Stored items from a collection
---+---

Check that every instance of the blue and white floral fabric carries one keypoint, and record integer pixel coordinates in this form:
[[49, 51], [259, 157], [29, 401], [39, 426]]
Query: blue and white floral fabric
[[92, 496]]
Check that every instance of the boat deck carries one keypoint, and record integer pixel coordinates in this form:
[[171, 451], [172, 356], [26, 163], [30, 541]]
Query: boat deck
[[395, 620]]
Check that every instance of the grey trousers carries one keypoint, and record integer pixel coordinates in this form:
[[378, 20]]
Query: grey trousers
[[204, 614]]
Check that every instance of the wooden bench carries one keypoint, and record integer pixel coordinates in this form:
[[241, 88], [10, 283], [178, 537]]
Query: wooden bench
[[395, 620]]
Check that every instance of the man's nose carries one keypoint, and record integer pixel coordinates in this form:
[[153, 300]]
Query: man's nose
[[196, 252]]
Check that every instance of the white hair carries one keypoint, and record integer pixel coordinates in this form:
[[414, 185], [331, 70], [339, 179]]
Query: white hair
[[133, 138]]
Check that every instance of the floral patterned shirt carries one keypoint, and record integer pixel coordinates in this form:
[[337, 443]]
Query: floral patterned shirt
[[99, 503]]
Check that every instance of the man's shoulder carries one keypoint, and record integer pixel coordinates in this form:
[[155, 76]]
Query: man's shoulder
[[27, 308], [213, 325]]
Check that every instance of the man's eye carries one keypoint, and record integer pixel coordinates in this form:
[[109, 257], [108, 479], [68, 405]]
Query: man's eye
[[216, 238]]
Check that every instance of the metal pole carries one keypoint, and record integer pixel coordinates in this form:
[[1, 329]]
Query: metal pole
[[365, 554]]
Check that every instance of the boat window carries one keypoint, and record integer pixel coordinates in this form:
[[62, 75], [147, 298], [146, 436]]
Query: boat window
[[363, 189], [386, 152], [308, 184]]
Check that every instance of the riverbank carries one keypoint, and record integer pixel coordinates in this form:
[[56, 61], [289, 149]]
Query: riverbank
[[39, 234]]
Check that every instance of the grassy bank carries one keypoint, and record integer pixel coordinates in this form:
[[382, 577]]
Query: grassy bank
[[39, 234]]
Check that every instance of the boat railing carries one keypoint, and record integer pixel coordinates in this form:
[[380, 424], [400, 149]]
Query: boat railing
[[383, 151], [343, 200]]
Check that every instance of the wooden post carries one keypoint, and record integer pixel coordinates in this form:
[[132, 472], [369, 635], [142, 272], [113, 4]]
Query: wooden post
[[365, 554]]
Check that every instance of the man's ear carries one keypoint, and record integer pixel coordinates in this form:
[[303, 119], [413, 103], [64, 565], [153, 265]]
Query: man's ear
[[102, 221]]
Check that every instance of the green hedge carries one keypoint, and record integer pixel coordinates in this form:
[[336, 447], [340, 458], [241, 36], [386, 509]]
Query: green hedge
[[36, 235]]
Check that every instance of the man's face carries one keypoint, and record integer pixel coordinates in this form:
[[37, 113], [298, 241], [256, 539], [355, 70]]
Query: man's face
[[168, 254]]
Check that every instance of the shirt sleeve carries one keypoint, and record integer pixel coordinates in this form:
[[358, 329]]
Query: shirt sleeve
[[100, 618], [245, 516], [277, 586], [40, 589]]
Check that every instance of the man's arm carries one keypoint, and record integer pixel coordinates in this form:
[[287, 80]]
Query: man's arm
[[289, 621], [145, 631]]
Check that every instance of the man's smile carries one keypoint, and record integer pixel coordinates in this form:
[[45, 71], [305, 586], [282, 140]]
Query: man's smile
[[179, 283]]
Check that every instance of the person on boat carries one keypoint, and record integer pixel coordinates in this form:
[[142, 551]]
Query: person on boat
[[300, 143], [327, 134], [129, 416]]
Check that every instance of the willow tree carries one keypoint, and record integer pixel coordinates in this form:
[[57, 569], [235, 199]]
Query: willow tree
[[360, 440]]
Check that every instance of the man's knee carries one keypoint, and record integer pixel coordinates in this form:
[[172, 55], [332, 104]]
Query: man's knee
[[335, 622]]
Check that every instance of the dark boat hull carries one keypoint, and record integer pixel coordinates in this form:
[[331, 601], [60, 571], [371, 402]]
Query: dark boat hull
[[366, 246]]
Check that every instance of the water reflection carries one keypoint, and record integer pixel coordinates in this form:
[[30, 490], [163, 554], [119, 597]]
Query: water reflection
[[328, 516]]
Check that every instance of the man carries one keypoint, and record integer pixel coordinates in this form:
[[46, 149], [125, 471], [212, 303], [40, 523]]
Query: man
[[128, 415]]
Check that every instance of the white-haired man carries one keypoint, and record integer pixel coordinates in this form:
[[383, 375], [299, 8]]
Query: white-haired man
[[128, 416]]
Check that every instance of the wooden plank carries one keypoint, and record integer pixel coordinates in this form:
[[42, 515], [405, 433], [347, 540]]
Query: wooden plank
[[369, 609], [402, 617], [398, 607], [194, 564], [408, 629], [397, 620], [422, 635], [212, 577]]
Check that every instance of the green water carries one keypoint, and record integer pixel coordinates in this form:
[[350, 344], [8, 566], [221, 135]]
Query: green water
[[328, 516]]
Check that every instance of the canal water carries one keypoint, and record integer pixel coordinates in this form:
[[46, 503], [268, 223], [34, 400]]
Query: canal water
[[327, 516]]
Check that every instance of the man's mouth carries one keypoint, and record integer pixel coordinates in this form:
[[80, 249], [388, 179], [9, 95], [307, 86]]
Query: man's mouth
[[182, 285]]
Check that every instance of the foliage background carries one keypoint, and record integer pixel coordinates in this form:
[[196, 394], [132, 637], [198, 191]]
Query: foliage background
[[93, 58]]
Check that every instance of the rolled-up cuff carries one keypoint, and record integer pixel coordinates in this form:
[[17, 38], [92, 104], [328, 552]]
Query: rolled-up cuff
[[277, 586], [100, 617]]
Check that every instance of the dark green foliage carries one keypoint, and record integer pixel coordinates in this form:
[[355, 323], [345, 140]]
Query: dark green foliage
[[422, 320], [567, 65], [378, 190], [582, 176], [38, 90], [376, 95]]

---+---

- **Work order**:
Copy the records above. Keep every word as it is.

- **Response to the exercise**:
Check that every instance of the blue and white floral fabric carries one keypoint, and record integer pixel coordinates in this form:
[[49, 51], [259, 157], [29, 401], [39, 426]]
Query: blue and white floral fabric
[[92, 496]]
Check that every instance of the boat deck carries one keypoint, and record integer pixel coordinates in this form:
[[171, 451], [172, 356], [26, 163], [30, 541]]
Query: boat deck
[[395, 620]]
Check that every instance of the grey trousers carries one keypoint, and record integer pixel coordinates in this form:
[[378, 20]]
Query: grey trousers
[[204, 614]]
Check that every instance of the wooden bench carries one keypoint, and record integer pixel coordinates in this form:
[[241, 88], [10, 283], [178, 537]]
Query: wooden bench
[[395, 620]]
Check that every instance of the man's nose carries one keypoint, and record integer pixel coordinates in this form:
[[153, 300]]
Query: man's nose
[[196, 252]]
Check that every instance of the white hair carries one keypoint, and record integer pixel coordinates in this form:
[[414, 185], [331, 70], [339, 179]]
Query: white hair
[[133, 138]]
Check that every instance of the floral patterned shirt carries one keypoint, and record integer pixel coordinates in this form:
[[337, 443]]
Query: floral patterned shirt
[[99, 503]]
Check that every instance of the man's shoulder carries one keypoint, and record integer pixel coordinates in this form:
[[155, 76]]
Query: man's shoulder
[[27, 308], [213, 325]]
Check that every instance of the man's eye carries one keypoint, and record integer pixel coordinates in this form:
[[109, 257], [108, 479], [68, 405]]
Query: man's eye
[[216, 238]]
Check that every instance of the metal pole carries one keypoint, and record integer pixel coordinates in this form:
[[1, 329]]
Query: metal pole
[[365, 554]]
Check that every instance of the boat window carries one keypoint, and record integer pixel coordinates in this form:
[[62, 75], [147, 298], [146, 436]]
Query: boat window
[[363, 189], [386, 152], [308, 184]]
Check that every instance of the riverbank carries one keypoint, and record integer pixel coordinates in this form:
[[56, 61], [289, 149]]
Query: riverbank
[[39, 234]]
Check that every instance of the grassy bank carries one keypoint, and record integer pixel coordinates in this form:
[[382, 577]]
Query: grassy bank
[[39, 234]]
Check that every instance of the boat railing carries one keypoint, and record integer pixel coordinates in this form:
[[380, 424], [400, 149]]
Query: boat railing
[[383, 151], [343, 200]]
Check that every instance of the wooden post carries one keypoint, and record integer pixel coordinates in this form:
[[132, 472], [369, 635], [142, 272], [113, 4]]
Query: wooden post
[[365, 554]]
Check that every instance of the man's ear carries one keypoint, and record integer pixel coordinates in this form:
[[303, 119], [413, 103], [64, 565], [153, 265]]
Query: man's ear
[[102, 221]]
Check that every instance of the green hedge carries one keypoint, and record integer pixel coordinates in this form:
[[336, 447], [340, 458], [241, 36], [386, 509]]
Query: green hedge
[[36, 235]]
Check that every instance of the man's face carries one keypoint, and record integer pixel coordinates in this form:
[[37, 113], [298, 241], [256, 539], [355, 70]]
Query: man's face
[[168, 254]]
Check that every instance of the shirt sleeve carries one keypoint, and record integer pixel coordinates in this form:
[[358, 329]]
Query: shirt sleeve
[[100, 618], [245, 516], [277, 586], [40, 589]]
Check that every instance of the man's arm carries one keypoint, and record integer pixel coordinates in this form:
[[287, 80]]
Query: man's arm
[[289, 621], [145, 631]]
Check that every instance of the man's smile carries one keypoint, and record integer pixel coordinates in this form:
[[45, 71], [305, 586], [282, 140]]
Query: man's smile
[[179, 283]]
Check that every instance of the person on boat carries one keypoint, and record integer pixel coordinates in this form:
[[142, 551]]
Query: person on boat
[[300, 143], [327, 134], [129, 416]]
Check that every instance of the willow tree carries one keypoint, and record integer pixel coordinates in this form:
[[57, 569], [235, 199]]
Query: willow tree
[[360, 440]]
Check that every instance of the man's knee carries one keypoint, and record integer pixel coordinates in this form:
[[172, 55], [332, 104]]
Query: man's knee
[[335, 622]]
Check that every instance of the dark boat hull carries one keypoint, and record integer pixel coordinates in this form:
[[331, 601], [60, 571], [371, 402]]
Query: dark boat hull
[[366, 246]]
Check that every instance of the water reflection carries one keypoint, and record integer pixel coordinates in this form:
[[30, 490], [163, 554], [119, 597]]
Query: water reflection
[[328, 516]]
Check that every instance of the man carries one keypoint, and record integer pixel coordinates in this form:
[[46, 149], [125, 471], [212, 303], [40, 523]]
Query: man
[[128, 415]]
Check that every instance of the white-haired man carries one keypoint, and record integer pixel coordinates in this form:
[[383, 375], [299, 8]]
Query: white-haired man
[[128, 416]]
Check that every instance of the wooden plank carries one keypoint, and record integer pixel coordinates in this form:
[[42, 515], [405, 433], [347, 540]]
Query: wooden plank
[[369, 609], [402, 617], [398, 607], [194, 564], [408, 629], [397, 620], [422, 635], [212, 577]]
Check that every instance of the green water carries one keypoint, and record integer pixel coordinates in this form:
[[350, 344], [8, 566], [221, 135]]
Query: green water
[[328, 516]]
Check that every instance of the canal water carries one keypoint, and record integer pixel coordinates in this form:
[[46, 503], [268, 223], [34, 400]]
Query: canal water
[[327, 516]]
Check that every instance of the man's mouth carries one keypoint, and record integer pixel coordinates in this form:
[[80, 249], [388, 179], [9, 95], [307, 86]]
Query: man's mouth
[[182, 285]]
Check that every instance of the foliage background carries one keypoint, and record integer pixel coordinates in this form:
[[196, 394], [132, 637], [198, 191]]
Query: foliage background
[[93, 58]]
Check that every instance of the rolled-up cuff carries one keypoint, and record integer pixel coordinates in this form:
[[17, 38], [92, 104], [328, 552]]
Query: rolled-up cuff
[[277, 586], [100, 617]]
Check that every instance of the dark green foliage carries one keypoint, and record integer pixel coordinates in this form:
[[355, 323], [345, 140]]
Query: dark green foliage
[[422, 320], [567, 65], [378, 190], [582, 176], [38, 90], [376, 95]]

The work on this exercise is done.